TASKS:
- a) List every equation number that the mesh-point projection text refers to.
- b) According to the mesh-point projection text, at which points are the values v evaluated?
- c) Carry on the mesh-point projection text from its last sentence.

Field.values -- Array of values projected to the mesh-points p.

戻り値の型:

ndarray of shape (p, ...)

メモ

The projection finds \(\hat{\boldsymbol{u}}\), located at mesh-points p, for values \(v\), evaluated at quadrature-points q, such that the variation of the minimization problem in Eq. (7) is solved.

(7)#\[ \begin{align}\begin{aligned}\Pi &= \int_V \frac{1}{2} (u - v) \cdot (u - v)\ dV \quad \rightarrow \quad \min\\\delta \Pi &= \int_V (u - v) \cdot \delta u\ dV = 0\end{aligned}\end{align} \]

This leads to assembled system-matrix and -vector(s) as shown in Eq. (8)

(8)#\[ \begin{align}\begin{aligned}\int_V v\ \cdot \delta u\ dV &\qquad \rightarrow \qquad \hat{\boldsymbol{A}}\\\int_V u\ \cdot \delta u\ dV &\qquad \rightarrow \qquad \hat{\boldsymbol{b}}\end{aligned}\end{align} \]

of an equation system to be solved, see Eq. (9). The right-arrows in Eq. (8) represent the assembly of the integral forms into the system matrix or vectors.

ENTRIES SHOWN:
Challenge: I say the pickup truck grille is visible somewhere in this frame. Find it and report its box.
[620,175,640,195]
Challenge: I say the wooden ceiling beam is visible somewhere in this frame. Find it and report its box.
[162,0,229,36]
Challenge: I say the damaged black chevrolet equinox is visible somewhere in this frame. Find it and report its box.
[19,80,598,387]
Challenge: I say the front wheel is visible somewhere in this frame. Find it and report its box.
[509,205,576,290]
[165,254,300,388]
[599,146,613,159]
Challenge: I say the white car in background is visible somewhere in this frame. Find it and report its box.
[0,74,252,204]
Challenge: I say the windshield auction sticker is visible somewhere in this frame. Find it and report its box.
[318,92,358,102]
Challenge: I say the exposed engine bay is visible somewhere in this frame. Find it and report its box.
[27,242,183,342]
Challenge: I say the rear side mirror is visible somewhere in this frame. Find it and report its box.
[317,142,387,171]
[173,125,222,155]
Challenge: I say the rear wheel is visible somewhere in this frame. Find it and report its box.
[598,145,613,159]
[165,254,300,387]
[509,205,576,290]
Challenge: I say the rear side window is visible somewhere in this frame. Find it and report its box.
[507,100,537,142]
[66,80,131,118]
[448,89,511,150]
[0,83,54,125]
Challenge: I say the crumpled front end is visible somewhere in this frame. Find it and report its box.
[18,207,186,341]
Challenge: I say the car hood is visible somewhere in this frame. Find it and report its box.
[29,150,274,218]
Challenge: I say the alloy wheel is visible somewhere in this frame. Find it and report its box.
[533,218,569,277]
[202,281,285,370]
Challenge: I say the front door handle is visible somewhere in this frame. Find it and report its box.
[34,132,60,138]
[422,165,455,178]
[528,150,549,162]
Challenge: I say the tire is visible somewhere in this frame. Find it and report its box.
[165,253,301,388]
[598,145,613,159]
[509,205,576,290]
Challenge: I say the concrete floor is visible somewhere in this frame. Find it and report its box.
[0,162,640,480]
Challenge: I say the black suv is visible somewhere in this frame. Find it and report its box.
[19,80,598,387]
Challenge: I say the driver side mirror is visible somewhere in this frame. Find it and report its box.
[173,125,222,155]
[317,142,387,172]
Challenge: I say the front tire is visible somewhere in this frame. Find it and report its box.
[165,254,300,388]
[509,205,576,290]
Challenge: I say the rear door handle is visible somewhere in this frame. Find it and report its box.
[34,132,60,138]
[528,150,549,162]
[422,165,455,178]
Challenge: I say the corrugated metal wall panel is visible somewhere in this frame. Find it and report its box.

RESPONSES BY ITEM NUMBER:
- a) 7, 8, 9

- b) At quadrature-points q.

- c)
(9)#\[\hat{\boldsymbol{A}}\ \hat{\boldsymbol{u}} = \hat{\boldsymbol{b}}\]

The region, on which the values are projected to, may contain a mesh with a different (e.g. a disconnected) points- but same cells-array. The only requirement on the region is that it must use a compatible quadrature scheme. With the values at mesh-points at hand, new fields may be created to project between fields on different regions. If the array of differential volumes is not given, then the region must be created with Region(grad=True) to include the differential volumes.

警告

Triangular element formulations require regions with quadrature schemes with higher integration orders, the default choices are not sufficient for projection. For RegionTriangle and RegionTetra a second-order scheme is used.

import felupe as fem

mesh = fem.Rectangle(n=2).triangulate().add_midpoints_edges()
quadrature = fem.TriangleQuadrature(order=5)
fem.RegionQuadraticTriangle(mesh, quadrature=quadrature)

For RegionQuadraticTriangle and RegionQuadraticTetra use a fifth-order scheme.

mesh = fem.Cube(n=2).triangulate().add_midpoints_edges()
quadrature = fem.TetrahedronQuadrature(order=5)
fem.RegionQuadraticTetra(mesh, quadrature=quadrature)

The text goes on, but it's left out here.